Work instructions: No pictures belong in the copy, but every line of the material below must be reproduced exactly.

Records provided:
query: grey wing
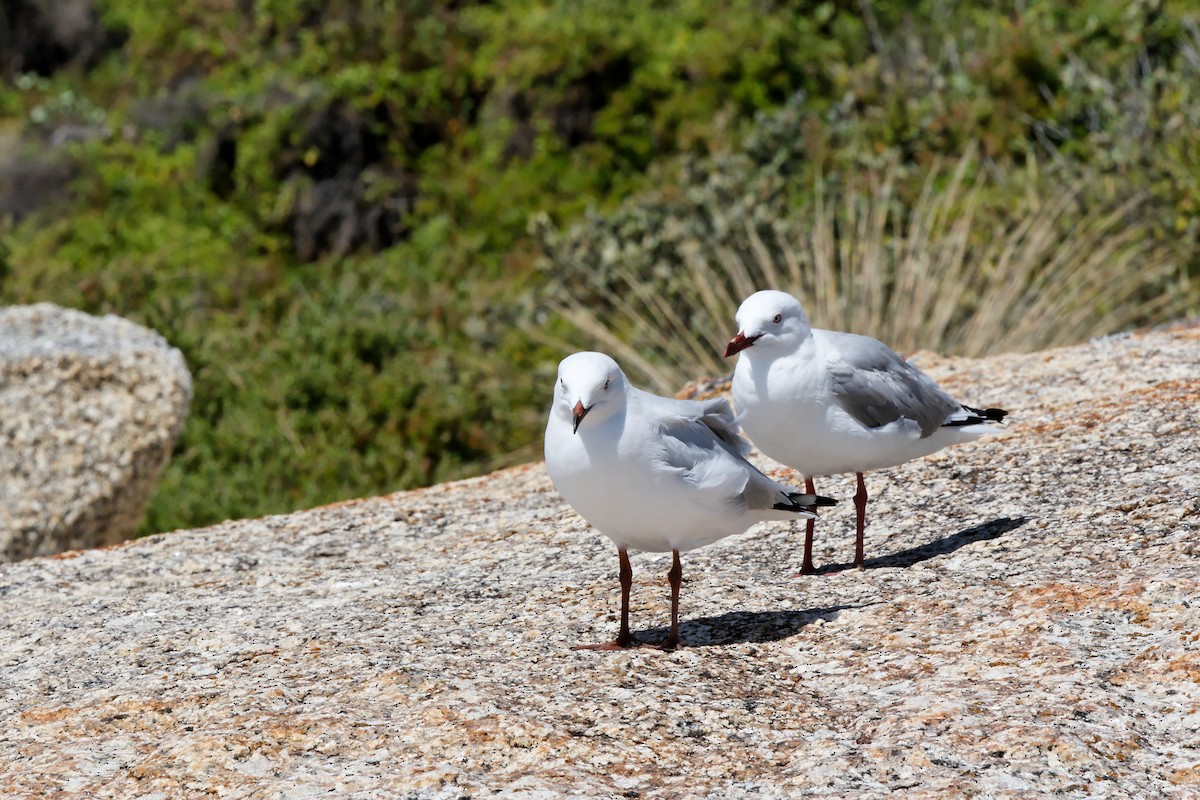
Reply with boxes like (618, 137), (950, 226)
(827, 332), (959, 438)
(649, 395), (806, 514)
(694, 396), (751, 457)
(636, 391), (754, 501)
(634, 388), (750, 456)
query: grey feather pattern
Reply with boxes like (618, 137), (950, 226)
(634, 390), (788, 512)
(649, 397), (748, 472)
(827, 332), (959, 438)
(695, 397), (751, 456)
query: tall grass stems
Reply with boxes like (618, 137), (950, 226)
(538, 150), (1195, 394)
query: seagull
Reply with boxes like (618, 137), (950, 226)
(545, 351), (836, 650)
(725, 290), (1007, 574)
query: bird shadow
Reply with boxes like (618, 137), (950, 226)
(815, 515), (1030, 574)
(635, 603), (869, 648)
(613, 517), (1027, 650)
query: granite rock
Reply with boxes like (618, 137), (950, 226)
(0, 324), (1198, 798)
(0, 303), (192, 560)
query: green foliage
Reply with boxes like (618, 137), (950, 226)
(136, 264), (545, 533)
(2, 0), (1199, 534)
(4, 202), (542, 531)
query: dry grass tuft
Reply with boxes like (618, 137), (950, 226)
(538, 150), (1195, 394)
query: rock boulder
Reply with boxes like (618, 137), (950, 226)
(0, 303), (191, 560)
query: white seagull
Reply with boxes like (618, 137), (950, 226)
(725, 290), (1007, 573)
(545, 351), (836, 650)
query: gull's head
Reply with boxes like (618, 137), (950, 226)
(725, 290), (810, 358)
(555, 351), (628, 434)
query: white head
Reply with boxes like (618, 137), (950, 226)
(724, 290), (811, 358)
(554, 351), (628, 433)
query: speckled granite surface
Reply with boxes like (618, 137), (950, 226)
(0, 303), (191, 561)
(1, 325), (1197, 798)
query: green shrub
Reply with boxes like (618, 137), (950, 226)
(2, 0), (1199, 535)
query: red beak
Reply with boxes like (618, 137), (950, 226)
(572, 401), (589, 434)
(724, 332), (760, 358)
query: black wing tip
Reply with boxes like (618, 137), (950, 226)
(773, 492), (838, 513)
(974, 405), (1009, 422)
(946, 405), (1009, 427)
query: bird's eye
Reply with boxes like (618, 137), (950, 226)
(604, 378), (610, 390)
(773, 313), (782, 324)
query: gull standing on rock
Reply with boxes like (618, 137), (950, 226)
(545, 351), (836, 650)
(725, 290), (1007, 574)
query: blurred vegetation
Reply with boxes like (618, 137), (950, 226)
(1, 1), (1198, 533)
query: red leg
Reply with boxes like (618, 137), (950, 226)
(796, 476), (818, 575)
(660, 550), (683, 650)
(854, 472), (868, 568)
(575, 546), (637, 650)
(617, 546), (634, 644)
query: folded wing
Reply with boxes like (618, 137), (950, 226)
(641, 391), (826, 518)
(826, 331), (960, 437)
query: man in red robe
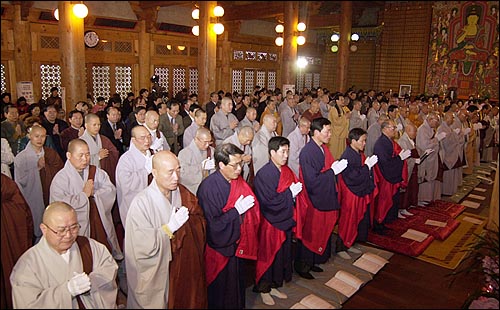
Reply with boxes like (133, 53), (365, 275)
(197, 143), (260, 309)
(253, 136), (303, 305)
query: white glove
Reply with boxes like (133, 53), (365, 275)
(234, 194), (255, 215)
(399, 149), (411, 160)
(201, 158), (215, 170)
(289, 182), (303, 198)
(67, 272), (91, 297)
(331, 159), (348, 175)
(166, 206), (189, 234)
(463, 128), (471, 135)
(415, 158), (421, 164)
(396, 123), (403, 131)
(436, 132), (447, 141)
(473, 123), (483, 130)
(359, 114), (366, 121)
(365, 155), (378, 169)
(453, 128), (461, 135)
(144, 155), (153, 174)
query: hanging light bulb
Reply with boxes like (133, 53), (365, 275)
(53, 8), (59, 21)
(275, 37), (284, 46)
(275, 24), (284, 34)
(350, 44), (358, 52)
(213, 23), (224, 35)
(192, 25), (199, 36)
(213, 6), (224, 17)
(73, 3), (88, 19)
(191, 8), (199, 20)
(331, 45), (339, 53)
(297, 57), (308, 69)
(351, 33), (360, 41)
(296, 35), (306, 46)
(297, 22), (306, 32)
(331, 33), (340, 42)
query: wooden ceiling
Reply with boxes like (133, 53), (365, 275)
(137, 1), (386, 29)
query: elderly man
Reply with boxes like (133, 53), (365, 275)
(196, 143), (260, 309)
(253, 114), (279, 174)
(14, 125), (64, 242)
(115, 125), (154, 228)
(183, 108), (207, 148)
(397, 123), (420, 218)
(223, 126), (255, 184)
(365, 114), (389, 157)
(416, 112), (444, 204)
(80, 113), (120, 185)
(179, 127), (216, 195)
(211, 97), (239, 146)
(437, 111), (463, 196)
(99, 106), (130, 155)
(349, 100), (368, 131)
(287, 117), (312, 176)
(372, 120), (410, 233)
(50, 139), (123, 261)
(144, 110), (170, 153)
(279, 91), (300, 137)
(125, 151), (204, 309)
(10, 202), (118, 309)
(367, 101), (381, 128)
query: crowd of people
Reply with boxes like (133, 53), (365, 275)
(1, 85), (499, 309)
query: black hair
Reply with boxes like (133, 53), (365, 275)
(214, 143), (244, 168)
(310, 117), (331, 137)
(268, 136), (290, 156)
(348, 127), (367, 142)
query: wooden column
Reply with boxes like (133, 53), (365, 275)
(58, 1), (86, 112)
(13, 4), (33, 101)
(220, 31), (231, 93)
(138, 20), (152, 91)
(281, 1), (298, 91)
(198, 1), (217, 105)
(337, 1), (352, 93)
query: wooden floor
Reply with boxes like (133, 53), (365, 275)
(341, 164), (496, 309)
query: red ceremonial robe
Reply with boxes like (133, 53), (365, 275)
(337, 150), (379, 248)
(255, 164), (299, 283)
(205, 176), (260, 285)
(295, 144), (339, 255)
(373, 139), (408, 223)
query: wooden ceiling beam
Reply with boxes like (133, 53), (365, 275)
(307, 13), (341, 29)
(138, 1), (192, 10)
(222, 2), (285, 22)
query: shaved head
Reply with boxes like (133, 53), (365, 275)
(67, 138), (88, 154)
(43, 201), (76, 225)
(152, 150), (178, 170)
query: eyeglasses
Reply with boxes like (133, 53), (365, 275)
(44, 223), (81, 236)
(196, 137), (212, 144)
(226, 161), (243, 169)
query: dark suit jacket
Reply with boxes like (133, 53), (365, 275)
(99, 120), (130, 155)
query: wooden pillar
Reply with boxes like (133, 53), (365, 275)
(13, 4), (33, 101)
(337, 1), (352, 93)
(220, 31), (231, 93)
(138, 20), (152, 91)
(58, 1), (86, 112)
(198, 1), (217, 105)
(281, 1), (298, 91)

Solution to the exercise:
query: grey wing
Reply with boxes like (618, 137), (950, 226)
(827, 332), (959, 438)
(649, 395), (806, 514)
(694, 396), (751, 457)
(636, 391), (754, 501)
(634, 388), (750, 456)
query: grey feather pattern
Reply with boxes like (618, 137), (950, 226)
(634, 390), (788, 512)
(649, 397), (748, 472)
(827, 332), (959, 438)
(695, 397), (751, 456)
query: tall grass stems
Reply with boxes like (618, 137), (950, 226)
(538, 150), (1195, 394)
query: seagull
Reply with boxes like (618, 137), (950, 226)
(545, 351), (836, 650)
(725, 290), (1007, 574)
query: bird shadow
Reply with boxes like (618, 137), (950, 226)
(815, 515), (1030, 574)
(635, 603), (869, 648)
(613, 517), (1027, 650)
query: granite rock
Reply with boxes like (618, 137), (950, 226)
(0, 324), (1198, 798)
(0, 303), (192, 560)
query: green foliage
Reply with boxes like (618, 137), (950, 226)
(136, 264), (545, 533)
(2, 0), (1199, 534)
(4, 202), (542, 531)
query: dry grass tuft
Reply with boxes like (618, 137), (950, 226)
(538, 150), (1195, 394)
query: rock boulder
Reply with boxes like (618, 137), (950, 226)
(0, 303), (191, 560)
query: white seagull
Reply with boxes like (618, 137), (950, 226)
(725, 290), (1007, 573)
(545, 351), (836, 650)
query: gull's head
Reply with boxes like (618, 137), (950, 226)
(725, 290), (810, 358)
(555, 351), (628, 434)
query: white head
Reply with boxes like (618, 137), (950, 226)
(724, 290), (811, 358)
(554, 351), (628, 433)
query: speckled granite surface
Reply with boxes like (618, 137), (950, 226)
(0, 303), (191, 561)
(1, 325), (1197, 798)
query: green shrub
Reply with boxes like (618, 137), (950, 226)
(2, 0), (1199, 535)
query: red beak
Reply with boxes like (618, 137), (950, 226)
(572, 401), (589, 434)
(724, 332), (760, 358)
query: black wing tip
Reply with boxes like (618, 137), (950, 226)
(773, 492), (838, 513)
(974, 405), (1009, 422)
(946, 405), (1009, 427)
query: bird's eye
Reply with boxes like (618, 137), (950, 226)
(604, 378), (610, 390)
(773, 313), (782, 324)
query: gull standing on rock
Reply with boxes like (618, 137), (950, 226)
(545, 351), (836, 650)
(725, 290), (1007, 574)
query: blurred vegetation
Reply with boxes like (618, 137), (950, 226)
(1, 1), (1198, 533)
query: red leg
Reply with boxes like (618, 137), (950, 226)
(796, 476), (818, 575)
(660, 550), (683, 650)
(854, 472), (868, 568)
(575, 546), (637, 650)
(617, 546), (634, 644)
query: folded wing
Reply with boxes like (618, 137), (950, 226)
(641, 391), (826, 518)
(826, 331), (960, 437)
query: man in red robe
Reply with boxes like (133, 53), (365, 275)
(197, 143), (260, 309)
(253, 136), (303, 305)
query: white glove
Reply with boxes like (133, 53), (365, 275)
(234, 194), (255, 215)
(399, 149), (411, 160)
(201, 158), (215, 170)
(289, 182), (303, 198)
(67, 272), (91, 297)
(331, 159), (348, 175)
(166, 206), (189, 234)
(463, 128), (471, 135)
(415, 158), (421, 164)
(396, 123), (403, 131)
(436, 132), (447, 141)
(473, 123), (483, 130)
(359, 114), (366, 121)
(365, 155), (378, 169)
(453, 128), (461, 135)
(144, 155), (153, 174)
query: hanging light bulb
Reply with boxes like (133, 53), (365, 275)
(53, 8), (59, 21)
(275, 37), (284, 46)
(275, 24), (284, 34)
(350, 44), (358, 52)
(213, 23), (224, 35)
(192, 25), (199, 36)
(213, 6), (224, 17)
(73, 3), (88, 19)
(191, 8), (199, 20)
(331, 45), (339, 53)
(297, 57), (308, 69)
(351, 33), (360, 41)
(296, 35), (306, 46)
(297, 22), (306, 32)
(331, 33), (340, 42)
query: wooden ceiling
Reply with boxes like (133, 53), (365, 275)
(137, 1), (386, 29)
query: elderly man
Reply with boxes like (133, 53), (365, 275)
(196, 143), (260, 309)
(253, 114), (279, 174)
(14, 125), (64, 242)
(115, 125), (154, 228)
(183, 108), (207, 148)
(397, 123), (420, 218)
(223, 126), (255, 184)
(365, 114), (389, 157)
(416, 112), (444, 204)
(80, 113), (120, 185)
(179, 127), (216, 195)
(211, 97), (239, 146)
(437, 111), (463, 196)
(99, 106), (130, 155)
(349, 100), (368, 131)
(287, 117), (312, 176)
(372, 120), (410, 233)
(50, 139), (123, 261)
(144, 110), (170, 153)
(279, 91), (300, 137)
(125, 151), (204, 309)
(10, 202), (118, 309)
(367, 101), (381, 128)
query: crowd of people
Reply with boxes like (133, 53), (365, 275)
(1, 85), (499, 309)
query: black hair
Reply with boxes like (133, 53), (365, 275)
(214, 143), (244, 168)
(310, 117), (331, 137)
(268, 136), (290, 156)
(348, 127), (367, 142)
query: wooden column
Reply with boxes like (133, 53), (365, 275)
(58, 1), (86, 112)
(13, 4), (33, 101)
(220, 31), (231, 93)
(138, 20), (152, 91)
(281, 1), (298, 91)
(198, 1), (217, 105)
(337, 1), (352, 93)
query: wooden floor
Reply with boxes like (133, 53), (365, 275)
(341, 164), (496, 309)
query: red ceremonial robe
Reply with boxes like (133, 53), (365, 275)
(337, 150), (379, 248)
(255, 164), (299, 283)
(205, 176), (260, 285)
(295, 144), (339, 255)
(373, 139), (408, 223)
query: wooden ceiling beam
Reply with boxes like (133, 53), (365, 275)
(307, 13), (341, 29)
(138, 1), (192, 10)
(222, 2), (285, 22)
query: shaved head
Reply with boxes like (133, 53), (365, 275)
(67, 138), (88, 154)
(43, 201), (76, 225)
(152, 150), (178, 170)
query: eyeglasses
Reply with boxes like (133, 53), (365, 275)
(44, 223), (81, 236)
(196, 137), (212, 144)
(226, 161), (243, 169)
query: dark suit jacket
Reply with boxes like (133, 53), (365, 275)
(99, 120), (130, 155)
query: wooden pillar
Reply with boxes like (133, 53), (365, 275)
(13, 4), (33, 101)
(337, 1), (352, 93)
(220, 31), (231, 93)
(138, 20), (152, 91)
(58, 1), (86, 112)
(198, 1), (217, 105)
(281, 1), (298, 91)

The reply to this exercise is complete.